───── DATA SECTION ─────
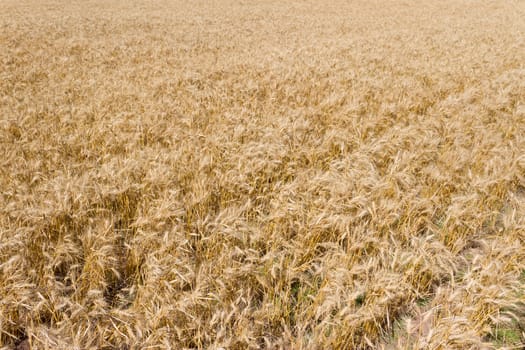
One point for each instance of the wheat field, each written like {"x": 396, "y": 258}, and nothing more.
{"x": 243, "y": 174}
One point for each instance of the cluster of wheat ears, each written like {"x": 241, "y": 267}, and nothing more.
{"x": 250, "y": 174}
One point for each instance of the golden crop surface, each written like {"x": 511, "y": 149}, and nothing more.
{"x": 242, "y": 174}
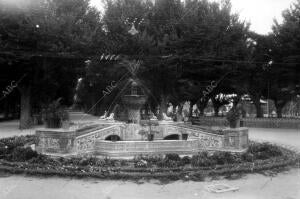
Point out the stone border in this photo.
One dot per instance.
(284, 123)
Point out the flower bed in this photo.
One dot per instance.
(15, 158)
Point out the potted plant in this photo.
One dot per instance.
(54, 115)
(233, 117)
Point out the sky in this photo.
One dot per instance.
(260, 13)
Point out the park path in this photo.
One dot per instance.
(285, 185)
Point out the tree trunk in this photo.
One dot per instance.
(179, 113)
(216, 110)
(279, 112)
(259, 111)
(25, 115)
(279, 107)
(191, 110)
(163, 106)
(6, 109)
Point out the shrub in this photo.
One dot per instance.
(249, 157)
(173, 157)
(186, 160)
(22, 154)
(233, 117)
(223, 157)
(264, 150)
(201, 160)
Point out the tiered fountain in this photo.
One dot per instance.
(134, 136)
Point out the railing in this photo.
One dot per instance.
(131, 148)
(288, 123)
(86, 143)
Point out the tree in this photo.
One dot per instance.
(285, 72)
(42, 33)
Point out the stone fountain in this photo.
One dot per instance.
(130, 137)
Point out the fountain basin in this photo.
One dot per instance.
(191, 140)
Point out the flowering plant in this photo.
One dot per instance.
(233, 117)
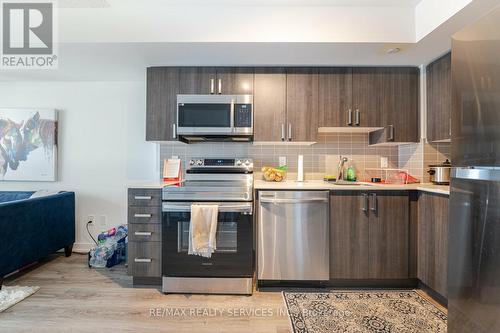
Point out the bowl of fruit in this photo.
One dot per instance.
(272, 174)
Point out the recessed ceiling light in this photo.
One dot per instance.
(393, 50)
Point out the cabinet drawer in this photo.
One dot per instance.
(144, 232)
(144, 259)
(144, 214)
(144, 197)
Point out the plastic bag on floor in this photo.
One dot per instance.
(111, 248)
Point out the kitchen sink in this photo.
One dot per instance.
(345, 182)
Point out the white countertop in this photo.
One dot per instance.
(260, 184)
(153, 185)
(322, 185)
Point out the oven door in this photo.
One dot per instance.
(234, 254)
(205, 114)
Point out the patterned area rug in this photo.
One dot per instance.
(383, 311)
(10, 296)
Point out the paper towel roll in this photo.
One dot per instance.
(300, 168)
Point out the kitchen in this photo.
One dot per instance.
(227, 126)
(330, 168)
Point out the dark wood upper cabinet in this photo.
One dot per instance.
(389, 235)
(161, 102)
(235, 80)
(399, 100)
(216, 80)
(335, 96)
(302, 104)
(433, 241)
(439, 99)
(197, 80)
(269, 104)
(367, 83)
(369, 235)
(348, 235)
─────
───── DATA SECTION ─────
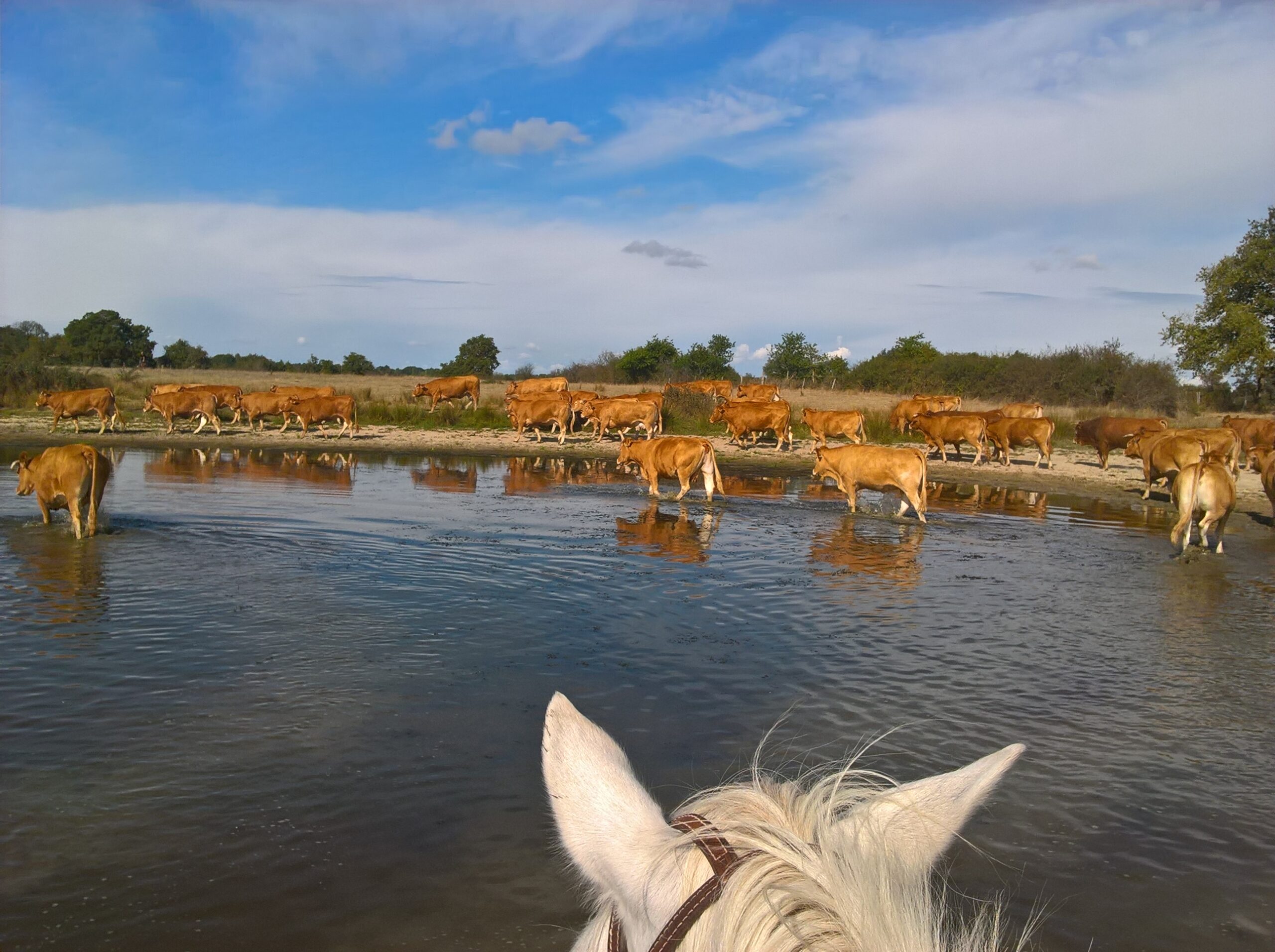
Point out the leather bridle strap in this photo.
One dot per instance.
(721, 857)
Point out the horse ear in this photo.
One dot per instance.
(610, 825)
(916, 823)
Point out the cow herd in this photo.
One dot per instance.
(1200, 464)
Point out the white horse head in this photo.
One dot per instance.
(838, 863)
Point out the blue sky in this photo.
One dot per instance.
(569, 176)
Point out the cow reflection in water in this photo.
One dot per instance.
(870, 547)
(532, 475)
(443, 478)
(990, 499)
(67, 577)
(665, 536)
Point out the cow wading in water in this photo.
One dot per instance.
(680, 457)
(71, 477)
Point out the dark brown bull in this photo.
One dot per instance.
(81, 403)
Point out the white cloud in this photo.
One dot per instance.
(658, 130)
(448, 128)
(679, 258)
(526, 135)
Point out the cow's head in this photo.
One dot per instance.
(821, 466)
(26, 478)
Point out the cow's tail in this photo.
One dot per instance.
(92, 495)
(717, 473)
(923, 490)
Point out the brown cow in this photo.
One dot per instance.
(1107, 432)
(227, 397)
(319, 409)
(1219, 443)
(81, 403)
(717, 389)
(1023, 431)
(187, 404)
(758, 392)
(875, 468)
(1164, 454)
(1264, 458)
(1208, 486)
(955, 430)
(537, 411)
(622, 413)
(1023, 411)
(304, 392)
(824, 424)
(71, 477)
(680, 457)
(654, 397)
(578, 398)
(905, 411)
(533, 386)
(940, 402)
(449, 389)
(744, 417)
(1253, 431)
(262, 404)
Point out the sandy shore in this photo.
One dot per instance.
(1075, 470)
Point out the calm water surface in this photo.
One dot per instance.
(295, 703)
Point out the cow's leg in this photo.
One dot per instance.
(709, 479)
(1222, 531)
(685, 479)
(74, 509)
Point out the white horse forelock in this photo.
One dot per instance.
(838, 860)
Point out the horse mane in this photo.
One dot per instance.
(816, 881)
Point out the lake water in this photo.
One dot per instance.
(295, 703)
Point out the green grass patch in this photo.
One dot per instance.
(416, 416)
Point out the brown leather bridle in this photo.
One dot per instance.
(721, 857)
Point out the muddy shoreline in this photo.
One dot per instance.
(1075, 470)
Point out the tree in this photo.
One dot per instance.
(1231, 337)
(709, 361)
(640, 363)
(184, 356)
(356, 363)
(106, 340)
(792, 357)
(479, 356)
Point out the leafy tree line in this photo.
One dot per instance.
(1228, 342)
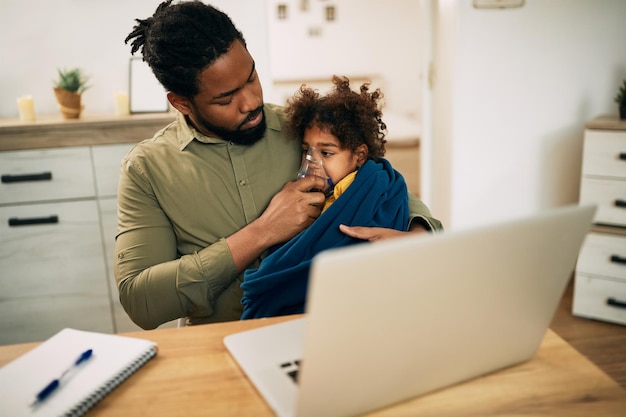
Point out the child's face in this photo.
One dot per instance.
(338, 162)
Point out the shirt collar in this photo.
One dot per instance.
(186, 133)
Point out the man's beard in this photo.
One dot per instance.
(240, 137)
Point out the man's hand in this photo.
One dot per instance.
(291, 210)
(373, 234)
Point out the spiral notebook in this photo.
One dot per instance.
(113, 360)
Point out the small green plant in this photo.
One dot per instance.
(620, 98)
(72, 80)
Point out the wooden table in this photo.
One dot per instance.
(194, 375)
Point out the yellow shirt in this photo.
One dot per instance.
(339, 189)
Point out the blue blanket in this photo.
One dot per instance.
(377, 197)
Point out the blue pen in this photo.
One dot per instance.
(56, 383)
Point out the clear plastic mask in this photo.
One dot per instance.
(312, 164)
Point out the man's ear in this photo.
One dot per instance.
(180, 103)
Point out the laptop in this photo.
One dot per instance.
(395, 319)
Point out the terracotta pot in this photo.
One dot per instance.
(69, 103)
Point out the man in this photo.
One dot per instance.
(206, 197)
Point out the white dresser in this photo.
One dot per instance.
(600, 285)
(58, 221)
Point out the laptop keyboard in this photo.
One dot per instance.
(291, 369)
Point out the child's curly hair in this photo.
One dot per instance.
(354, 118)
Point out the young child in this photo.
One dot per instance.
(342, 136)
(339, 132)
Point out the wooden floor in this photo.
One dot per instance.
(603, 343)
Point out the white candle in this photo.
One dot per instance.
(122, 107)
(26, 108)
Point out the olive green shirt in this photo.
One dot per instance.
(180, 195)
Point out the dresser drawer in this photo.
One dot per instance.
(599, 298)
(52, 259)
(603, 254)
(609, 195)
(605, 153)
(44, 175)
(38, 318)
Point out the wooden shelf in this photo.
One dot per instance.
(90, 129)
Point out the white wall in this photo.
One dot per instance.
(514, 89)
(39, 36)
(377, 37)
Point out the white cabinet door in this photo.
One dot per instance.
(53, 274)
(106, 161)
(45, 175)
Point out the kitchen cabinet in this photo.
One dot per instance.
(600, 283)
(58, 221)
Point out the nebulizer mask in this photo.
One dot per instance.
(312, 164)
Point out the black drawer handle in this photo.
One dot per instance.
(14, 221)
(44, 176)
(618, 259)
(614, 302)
─────
### GOAL OF THE EXERCISE
Report each line in the data that holds the word "dresser".

### TASK RESPONSE
Point out the white dresser in this photo.
Point out the dresser drawer in this photo.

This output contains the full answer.